WHAT IS NEEDED: The data below should be restated word for word, with every picture omitted.

[Labeled-object pointing entries]
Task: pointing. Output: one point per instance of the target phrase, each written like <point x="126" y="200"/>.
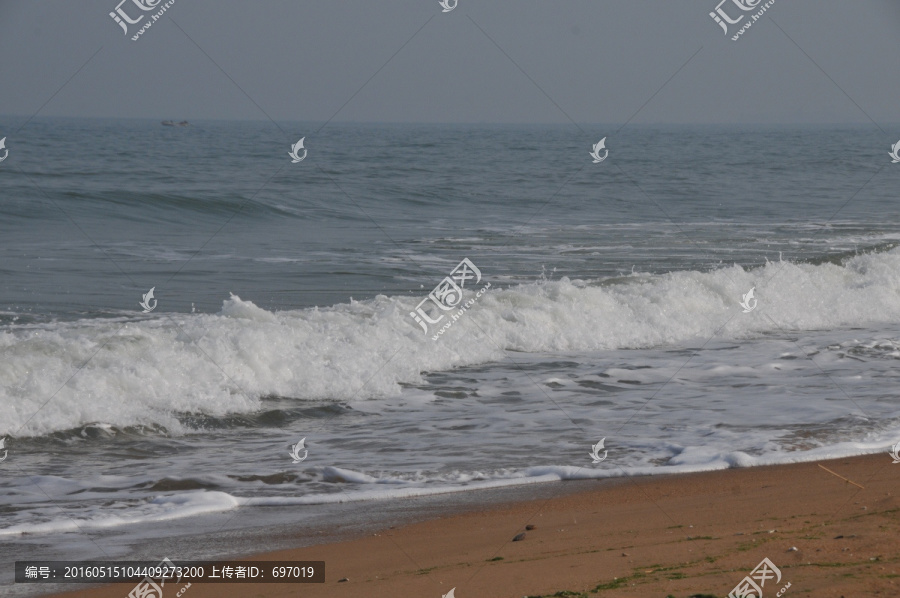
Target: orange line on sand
<point x="840" y="476"/>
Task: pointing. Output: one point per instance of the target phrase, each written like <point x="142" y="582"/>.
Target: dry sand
<point x="684" y="535"/>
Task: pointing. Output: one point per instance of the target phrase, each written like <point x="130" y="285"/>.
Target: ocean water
<point x="285" y="290"/>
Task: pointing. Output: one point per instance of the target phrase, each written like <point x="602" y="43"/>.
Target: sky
<point x="486" y="61"/>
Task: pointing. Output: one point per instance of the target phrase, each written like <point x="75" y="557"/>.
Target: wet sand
<point x="679" y="536"/>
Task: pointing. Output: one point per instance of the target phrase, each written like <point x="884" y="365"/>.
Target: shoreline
<point x="679" y="535"/>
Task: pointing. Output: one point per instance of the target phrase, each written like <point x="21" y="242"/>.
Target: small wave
<point x="174" y="372"/>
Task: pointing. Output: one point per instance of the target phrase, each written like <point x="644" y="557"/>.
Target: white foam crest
<point x="146" y="372"/>
<point x="163" y="508"/>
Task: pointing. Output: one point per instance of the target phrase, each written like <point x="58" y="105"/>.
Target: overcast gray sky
<point x="598" y="61"/>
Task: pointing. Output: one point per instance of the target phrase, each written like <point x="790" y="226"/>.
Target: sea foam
<point x="148" y="371"/>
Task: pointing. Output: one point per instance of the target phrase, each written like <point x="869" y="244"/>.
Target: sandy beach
<point x="680" y="536"/>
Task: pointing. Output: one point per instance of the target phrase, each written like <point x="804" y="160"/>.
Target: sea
<point x="705" y="297"/>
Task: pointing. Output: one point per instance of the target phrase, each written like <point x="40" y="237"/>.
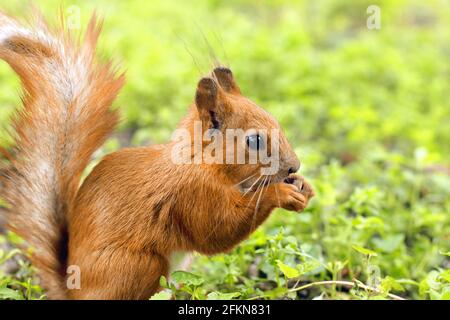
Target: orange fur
<point x="137" y="206"/>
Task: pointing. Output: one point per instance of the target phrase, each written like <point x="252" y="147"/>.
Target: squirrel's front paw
<point x="302" y="185"/>
<point x="294" y="194"/>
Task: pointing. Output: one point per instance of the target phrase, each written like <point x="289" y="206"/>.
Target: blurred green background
<point x="367" y="111"/>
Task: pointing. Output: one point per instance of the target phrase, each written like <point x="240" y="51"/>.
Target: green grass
<point x="368" y="113"/>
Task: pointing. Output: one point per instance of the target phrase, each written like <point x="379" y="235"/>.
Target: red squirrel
<point x="120" y="225"/>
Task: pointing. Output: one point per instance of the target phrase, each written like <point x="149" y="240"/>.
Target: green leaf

TASK RESPONSE:
Task: pointing. Output: one point per instance of the target phrase, each written like <point x="126" y="200"/>.
Target: orange line on sand
<point x="840" y="476"/>
Task: pointing. Output: one point per instance of the target phrase, each written like <point x="142" y="582"/>.
Target: dry sand
<point x="684" y="535"/>
Task: pointing. Output: one point per instance of the target phrase, each written like <point x="130" y="285"/>.
Target: ocean water
<point x="285" y="290"/>
Task: pointing. Output: one point per instance of the target phrase, each written like <point x="602" y="43"/>.
Target: sky
<point x="486" y="61"/>
Task: pointing. Output: one point per instance of the target phrase, each written like <point x="75" y="557"/>.
Target: wet sand
<point x="679" y="536"/>
Task: pointing. Output: one point per instance of the target phrase, each written like <point x="884" y="365"/>.
Target: shoreline
<point x="679" y="535"/>
Task: pointing. Output: one point per instance of the target phrase, each written like <point x="21" y="242"/>.
Target: small wave
<point x="174" y="372"/>
Task: pointing. Output: one point per instance of the target phrase, each written like <point x="644" y="557"/>.
Target: white foam crest
<point x="146" y="372"/>
<point x="163" y="508"/>
Task: pointing. Output: one point per instance of the target phrase, each written like <point x="58" y="105"/>.
Target: overcast gray sky
<point x="598" y="61"/>
Task: pointing. Output: one point per instance of the target phrase, each written like <point x="790" y="226"/>.
Target: sea foam
<point x="148" y="371"/>
Task: pointing. Output: one point per instance of the target phrase, each written like <point x="869" y="244"/>.
Target: sandy beach
<point x="680" y="536"/>
Task: pointing. Output: one point per instance of the target phrase, each written like <point x="804" y="160"/>.
Target: sea
<point x="705" y="297"/>
Task: pointing. Output: one point per instance of the target phrase, each written like <point x="40" y="237"/>.
Target: orange fur
<point x="137" y="206"/>
Task: pointing. Output: one point per instance of the target phrase, each written like <point x="252" y="147"/>.
Target: squirrel's front paw
<point x="302" y="185"/>
<point x="294" y="194"/>
Task: pointing. Output: one point per instance of the target phrase, each written like <point x="289" y="206"/>.
Target: blurred green background
<point x="367" y="111"/>
Task: pointing. Output: one point per instance of the target phrase, each written like <point x="240" y="51"/>.
Target: green grass
<point x="368" y="113"/>
Task: pointing. Output: one point per instance of the target phrase, each written like <point x="379" y="235"/>.
Target: red squirrel
<point x="120" y="225"/>
Task: pointing. Output: one point per instance of the target phrase, each written like <point x="149" y="240"/>.
Target: green leaf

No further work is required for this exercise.